_課題_
以下のエントリのうち、「[tag] woman in long dress: a pin per instance」を含む行から末尾までを、両端を含めて一字一句違えずに書き写してください。

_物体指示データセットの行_
----------------

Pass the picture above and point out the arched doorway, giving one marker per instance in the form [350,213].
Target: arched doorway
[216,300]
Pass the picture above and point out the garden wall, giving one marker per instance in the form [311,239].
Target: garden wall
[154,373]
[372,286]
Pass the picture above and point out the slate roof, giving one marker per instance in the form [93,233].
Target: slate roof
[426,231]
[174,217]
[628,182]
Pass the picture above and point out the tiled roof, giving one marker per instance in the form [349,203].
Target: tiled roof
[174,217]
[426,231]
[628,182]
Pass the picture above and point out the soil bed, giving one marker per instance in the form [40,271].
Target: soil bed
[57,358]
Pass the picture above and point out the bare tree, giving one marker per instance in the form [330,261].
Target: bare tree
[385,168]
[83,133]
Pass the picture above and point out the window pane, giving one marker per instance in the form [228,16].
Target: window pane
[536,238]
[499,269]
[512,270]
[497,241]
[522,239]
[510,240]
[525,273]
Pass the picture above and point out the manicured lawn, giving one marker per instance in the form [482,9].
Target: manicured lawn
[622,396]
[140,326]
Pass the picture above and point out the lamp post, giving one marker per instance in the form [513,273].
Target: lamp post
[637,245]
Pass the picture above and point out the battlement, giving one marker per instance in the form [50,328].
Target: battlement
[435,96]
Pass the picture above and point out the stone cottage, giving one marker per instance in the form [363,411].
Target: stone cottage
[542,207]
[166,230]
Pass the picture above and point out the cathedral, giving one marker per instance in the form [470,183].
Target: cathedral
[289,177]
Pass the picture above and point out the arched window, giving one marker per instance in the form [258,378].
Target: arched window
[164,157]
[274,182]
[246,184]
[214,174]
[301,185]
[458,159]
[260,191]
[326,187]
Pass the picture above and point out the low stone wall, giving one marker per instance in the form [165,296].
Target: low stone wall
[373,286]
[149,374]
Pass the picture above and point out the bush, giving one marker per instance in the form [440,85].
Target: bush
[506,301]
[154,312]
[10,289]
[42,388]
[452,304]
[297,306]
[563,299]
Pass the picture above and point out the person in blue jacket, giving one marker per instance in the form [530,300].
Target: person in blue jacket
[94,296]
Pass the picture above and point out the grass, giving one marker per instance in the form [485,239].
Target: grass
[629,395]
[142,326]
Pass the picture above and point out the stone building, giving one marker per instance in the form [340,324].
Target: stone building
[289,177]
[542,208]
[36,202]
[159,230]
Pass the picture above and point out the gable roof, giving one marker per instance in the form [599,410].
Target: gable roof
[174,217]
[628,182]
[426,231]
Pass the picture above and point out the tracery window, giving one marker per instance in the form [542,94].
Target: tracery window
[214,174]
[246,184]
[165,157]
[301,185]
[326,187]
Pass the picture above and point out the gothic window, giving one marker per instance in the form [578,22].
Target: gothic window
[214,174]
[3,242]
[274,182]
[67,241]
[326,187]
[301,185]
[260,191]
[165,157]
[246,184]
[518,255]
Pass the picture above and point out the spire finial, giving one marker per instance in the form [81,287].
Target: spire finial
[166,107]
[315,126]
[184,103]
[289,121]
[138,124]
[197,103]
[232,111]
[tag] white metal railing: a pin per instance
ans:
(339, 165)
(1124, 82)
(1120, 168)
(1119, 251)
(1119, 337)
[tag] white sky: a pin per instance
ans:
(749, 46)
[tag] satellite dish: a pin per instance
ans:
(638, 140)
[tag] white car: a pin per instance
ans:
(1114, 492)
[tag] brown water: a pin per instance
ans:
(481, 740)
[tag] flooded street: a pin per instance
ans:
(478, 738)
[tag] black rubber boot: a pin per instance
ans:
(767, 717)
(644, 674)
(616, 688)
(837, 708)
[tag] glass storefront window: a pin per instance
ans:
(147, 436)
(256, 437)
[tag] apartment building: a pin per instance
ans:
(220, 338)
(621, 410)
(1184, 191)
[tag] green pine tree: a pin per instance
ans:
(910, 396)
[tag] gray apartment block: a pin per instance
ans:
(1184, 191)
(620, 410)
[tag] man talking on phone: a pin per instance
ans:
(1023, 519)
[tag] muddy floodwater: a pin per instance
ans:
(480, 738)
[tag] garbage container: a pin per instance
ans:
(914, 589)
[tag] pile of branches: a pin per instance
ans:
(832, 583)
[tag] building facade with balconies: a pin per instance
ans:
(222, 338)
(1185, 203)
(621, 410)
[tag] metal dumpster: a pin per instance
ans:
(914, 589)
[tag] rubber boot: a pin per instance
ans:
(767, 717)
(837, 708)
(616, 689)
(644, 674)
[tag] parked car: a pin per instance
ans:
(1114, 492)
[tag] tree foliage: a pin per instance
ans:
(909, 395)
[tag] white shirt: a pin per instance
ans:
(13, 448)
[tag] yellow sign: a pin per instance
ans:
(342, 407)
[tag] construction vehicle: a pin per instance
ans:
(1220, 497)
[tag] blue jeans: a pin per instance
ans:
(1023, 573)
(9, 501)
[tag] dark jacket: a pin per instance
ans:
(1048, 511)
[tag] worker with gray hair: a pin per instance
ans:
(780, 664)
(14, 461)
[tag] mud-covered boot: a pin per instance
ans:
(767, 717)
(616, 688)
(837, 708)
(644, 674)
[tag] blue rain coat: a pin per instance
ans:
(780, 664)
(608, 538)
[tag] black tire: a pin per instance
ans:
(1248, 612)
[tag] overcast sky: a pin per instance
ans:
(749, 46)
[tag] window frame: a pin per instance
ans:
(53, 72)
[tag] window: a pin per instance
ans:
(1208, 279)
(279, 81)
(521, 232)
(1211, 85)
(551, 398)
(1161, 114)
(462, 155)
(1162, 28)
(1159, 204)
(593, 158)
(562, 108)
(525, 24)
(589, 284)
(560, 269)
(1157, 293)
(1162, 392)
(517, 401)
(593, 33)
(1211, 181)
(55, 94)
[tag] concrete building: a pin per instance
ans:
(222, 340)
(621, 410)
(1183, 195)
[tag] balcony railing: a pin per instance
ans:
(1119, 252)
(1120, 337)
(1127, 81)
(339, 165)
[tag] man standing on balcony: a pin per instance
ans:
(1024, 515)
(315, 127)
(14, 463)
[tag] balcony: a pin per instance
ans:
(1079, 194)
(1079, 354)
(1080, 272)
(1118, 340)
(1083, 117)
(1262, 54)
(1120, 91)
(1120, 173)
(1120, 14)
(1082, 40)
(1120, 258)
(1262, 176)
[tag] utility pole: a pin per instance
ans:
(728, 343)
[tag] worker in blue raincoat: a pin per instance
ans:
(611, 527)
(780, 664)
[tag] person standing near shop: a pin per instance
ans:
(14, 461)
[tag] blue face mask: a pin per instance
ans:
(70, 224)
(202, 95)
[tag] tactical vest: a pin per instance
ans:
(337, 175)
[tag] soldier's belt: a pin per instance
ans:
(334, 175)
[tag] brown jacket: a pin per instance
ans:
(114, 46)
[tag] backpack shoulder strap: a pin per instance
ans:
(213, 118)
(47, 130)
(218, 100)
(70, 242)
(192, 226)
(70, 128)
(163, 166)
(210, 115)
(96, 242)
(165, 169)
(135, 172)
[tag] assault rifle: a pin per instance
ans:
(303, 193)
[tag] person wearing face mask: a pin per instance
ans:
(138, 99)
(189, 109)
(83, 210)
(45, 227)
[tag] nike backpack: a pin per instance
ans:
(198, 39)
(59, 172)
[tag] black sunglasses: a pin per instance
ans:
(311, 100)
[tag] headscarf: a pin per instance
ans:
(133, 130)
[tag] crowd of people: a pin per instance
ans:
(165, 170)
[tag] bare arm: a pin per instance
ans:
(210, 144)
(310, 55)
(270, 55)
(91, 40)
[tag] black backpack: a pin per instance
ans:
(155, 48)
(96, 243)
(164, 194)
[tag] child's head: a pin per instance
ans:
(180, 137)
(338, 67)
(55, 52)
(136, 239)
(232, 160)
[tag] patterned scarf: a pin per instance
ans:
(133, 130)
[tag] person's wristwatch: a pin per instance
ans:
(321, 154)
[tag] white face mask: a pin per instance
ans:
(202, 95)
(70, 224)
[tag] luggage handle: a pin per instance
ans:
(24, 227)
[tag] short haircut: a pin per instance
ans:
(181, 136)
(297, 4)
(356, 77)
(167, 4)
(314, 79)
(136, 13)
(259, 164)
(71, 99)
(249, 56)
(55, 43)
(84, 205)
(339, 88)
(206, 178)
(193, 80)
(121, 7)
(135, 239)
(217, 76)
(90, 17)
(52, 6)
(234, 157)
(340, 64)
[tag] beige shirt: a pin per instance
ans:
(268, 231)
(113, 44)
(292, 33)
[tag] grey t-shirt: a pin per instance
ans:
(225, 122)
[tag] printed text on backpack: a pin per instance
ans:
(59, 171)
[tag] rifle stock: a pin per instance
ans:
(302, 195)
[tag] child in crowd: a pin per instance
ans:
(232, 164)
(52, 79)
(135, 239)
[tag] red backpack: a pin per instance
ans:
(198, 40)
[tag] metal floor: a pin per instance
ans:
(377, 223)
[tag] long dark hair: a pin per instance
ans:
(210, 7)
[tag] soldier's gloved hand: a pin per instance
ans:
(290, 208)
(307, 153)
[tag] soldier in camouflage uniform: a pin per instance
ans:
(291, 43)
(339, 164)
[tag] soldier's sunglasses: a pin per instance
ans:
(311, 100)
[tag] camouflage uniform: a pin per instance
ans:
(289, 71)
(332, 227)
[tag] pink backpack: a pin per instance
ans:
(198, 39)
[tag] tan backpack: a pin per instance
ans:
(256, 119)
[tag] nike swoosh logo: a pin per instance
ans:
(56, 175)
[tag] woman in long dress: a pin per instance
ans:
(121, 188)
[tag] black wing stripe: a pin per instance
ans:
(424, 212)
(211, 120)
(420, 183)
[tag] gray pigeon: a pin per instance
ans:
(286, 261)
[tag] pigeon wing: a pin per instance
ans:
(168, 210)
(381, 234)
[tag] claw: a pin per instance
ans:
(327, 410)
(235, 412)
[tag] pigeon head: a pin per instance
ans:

----------------

_正答_
[tag] woman in long dress: a pin per instance
ans:
(121, 188)
[tag] black wing stripe: a pin per instance
ans:
(424, 212)
(211, 120)
(420, 183)
[tag] gray pigeon: a pin per instance
ans:
(286, 261)
[tag] pigeon wing: a pin per instance
ans:
(168, 210)
(381, 234)
[tag] claw: a pin per instance
ans:
(327, 410)
(235, 412)
[tag] pigeon head: a pin per instance
ans:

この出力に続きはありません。